Having found the line that contains "every dog's eye", please retype only it and every line after it up to the end of the entries, exactly as written.

(Dataset entries)
/---

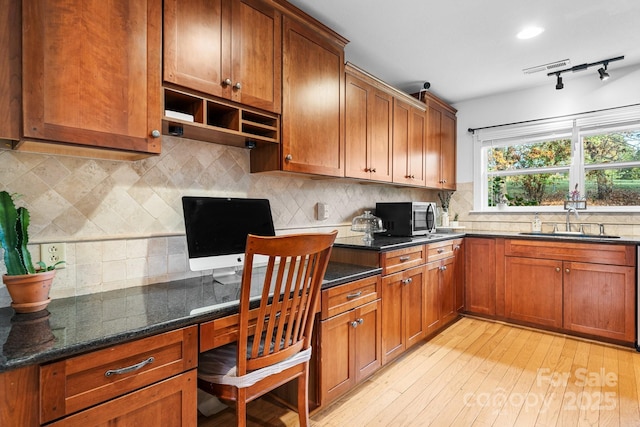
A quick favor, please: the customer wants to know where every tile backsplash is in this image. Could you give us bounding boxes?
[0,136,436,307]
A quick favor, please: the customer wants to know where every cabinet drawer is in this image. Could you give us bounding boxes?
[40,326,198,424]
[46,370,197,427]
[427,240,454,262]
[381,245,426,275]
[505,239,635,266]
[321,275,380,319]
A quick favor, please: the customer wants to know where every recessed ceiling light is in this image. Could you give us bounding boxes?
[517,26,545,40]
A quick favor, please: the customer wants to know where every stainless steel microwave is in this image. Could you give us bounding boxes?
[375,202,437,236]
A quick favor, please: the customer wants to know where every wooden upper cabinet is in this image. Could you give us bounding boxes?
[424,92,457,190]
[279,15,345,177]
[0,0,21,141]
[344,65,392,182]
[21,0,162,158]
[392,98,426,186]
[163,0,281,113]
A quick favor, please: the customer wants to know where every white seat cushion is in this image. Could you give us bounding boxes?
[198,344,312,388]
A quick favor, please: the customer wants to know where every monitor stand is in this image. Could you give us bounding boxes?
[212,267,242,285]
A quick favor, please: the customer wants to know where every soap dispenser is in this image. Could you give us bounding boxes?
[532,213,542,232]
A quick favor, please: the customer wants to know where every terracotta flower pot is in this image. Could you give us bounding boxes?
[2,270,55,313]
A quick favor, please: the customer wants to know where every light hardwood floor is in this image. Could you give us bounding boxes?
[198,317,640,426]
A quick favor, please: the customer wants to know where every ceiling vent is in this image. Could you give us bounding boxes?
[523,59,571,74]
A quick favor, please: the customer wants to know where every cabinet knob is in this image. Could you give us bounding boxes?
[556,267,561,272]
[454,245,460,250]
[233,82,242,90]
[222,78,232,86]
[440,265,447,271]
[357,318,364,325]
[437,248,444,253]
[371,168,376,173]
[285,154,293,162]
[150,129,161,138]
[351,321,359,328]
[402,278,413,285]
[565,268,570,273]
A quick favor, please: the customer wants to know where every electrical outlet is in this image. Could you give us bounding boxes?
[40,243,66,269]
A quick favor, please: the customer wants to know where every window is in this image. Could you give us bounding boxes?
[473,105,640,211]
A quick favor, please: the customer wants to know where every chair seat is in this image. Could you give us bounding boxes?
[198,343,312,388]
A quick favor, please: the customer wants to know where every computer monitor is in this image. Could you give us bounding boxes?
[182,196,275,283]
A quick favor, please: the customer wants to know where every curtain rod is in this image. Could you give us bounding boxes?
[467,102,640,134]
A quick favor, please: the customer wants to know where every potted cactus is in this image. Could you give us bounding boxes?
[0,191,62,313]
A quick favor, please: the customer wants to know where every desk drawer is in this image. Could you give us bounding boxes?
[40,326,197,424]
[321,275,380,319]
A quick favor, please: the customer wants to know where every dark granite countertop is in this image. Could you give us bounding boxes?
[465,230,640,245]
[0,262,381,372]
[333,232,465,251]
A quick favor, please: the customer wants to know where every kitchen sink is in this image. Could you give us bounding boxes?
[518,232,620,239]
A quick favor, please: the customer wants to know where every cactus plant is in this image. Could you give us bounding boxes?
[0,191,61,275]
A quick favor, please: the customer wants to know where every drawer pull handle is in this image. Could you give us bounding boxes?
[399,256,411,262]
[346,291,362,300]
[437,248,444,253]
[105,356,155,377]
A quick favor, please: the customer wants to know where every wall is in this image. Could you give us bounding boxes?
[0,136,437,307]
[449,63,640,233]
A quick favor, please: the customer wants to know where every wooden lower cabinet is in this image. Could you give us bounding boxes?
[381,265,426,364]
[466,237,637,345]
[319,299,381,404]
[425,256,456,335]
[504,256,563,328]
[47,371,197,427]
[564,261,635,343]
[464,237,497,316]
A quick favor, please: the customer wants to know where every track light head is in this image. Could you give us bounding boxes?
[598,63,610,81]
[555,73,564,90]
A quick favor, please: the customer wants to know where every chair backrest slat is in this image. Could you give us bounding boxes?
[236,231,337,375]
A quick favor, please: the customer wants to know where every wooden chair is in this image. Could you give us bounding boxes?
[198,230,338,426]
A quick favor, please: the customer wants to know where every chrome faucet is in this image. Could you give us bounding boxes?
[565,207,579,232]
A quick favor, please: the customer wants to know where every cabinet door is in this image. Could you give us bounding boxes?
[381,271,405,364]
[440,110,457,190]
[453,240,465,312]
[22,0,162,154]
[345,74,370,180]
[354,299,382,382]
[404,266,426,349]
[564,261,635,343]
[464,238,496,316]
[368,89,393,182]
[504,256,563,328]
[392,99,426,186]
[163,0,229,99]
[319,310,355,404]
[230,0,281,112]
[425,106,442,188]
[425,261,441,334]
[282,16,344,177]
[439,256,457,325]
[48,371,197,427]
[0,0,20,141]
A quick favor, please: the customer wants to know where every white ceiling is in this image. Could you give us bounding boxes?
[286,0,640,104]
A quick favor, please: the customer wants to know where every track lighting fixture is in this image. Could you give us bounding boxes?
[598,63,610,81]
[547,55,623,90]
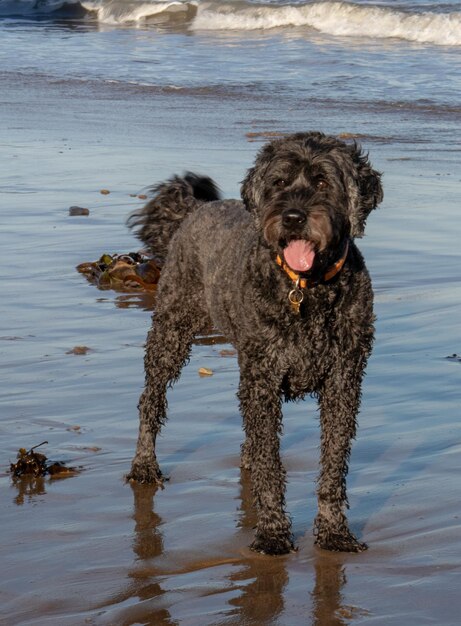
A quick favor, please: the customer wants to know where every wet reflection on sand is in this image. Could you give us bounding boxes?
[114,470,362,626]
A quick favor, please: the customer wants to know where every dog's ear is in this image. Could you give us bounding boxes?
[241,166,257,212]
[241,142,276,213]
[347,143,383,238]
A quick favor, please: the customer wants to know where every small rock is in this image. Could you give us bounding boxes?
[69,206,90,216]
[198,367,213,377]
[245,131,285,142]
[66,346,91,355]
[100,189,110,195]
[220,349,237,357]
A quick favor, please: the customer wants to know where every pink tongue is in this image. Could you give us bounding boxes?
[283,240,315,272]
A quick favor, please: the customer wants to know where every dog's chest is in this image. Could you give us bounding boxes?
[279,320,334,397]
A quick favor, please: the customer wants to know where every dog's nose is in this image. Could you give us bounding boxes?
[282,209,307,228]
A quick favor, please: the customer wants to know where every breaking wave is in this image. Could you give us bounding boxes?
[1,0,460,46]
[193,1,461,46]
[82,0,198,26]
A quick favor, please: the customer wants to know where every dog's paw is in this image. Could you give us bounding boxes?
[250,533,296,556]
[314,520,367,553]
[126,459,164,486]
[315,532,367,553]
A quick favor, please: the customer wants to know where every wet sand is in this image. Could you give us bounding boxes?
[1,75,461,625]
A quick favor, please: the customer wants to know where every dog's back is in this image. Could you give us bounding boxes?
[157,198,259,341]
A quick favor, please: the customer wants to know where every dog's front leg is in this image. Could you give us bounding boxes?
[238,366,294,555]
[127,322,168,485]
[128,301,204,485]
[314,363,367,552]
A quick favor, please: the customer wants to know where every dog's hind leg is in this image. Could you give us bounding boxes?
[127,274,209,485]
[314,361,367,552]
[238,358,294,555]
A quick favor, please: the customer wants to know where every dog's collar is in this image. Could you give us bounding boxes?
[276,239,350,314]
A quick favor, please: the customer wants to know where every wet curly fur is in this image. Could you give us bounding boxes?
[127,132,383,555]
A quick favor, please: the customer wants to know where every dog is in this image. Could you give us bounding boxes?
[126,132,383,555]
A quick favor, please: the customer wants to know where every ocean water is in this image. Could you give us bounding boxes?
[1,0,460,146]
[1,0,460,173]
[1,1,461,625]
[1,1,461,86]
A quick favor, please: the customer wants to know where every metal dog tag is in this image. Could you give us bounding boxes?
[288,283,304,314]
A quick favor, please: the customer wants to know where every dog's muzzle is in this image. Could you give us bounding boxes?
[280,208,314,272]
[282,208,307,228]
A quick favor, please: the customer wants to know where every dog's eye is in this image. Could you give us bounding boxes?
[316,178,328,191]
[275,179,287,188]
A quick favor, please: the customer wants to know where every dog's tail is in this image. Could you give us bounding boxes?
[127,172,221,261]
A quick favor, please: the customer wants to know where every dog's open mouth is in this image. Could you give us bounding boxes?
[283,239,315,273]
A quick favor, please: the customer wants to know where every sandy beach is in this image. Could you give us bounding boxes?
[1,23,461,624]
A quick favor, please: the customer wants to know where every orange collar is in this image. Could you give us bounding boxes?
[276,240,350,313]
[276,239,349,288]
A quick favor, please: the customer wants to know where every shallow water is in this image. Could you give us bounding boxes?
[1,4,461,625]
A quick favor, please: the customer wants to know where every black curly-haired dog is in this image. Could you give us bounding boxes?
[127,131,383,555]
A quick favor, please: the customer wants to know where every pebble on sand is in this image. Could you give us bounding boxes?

\---

Exercise output>
A quick favor, please: the customer wants to know where every dog's eye is in this image. Could you give us bounding boxes?
[316,178,328,191]
[275,179,287,188]
A quick favor, please: the customer wants to know where every dog's tail is in this image. Could you give us bounding boxes?
[127,172,221,261]
A quick favor, please: the customer wants to know where every dog's open mouth is in this image. Could you give us bounding boxes?
[283,239,315,273]
A quick favor, please: the customer wants to know where every sandy beach is in this image. Could you give us bounding boxes?
[1,23,461,624]
A quick favor, please: the customer wants to know where every orange collar is in this image. Could you give us bounding boxes?
[276,240,350,313]
[276,239,349,288]
A quick favor, please: the customer wants to know where every shallow water is in this image. Could you give us bounding boxes?
[1,4,461,625]
A quick favor, please: the customer wants to know where every black curly-haired dog is in this image. Could you give us bounding boxes?
[127,131,383,555]
A quick favor, please: the customer wants to know where every pebble on sand is in this image. Could you give us bounding boxes?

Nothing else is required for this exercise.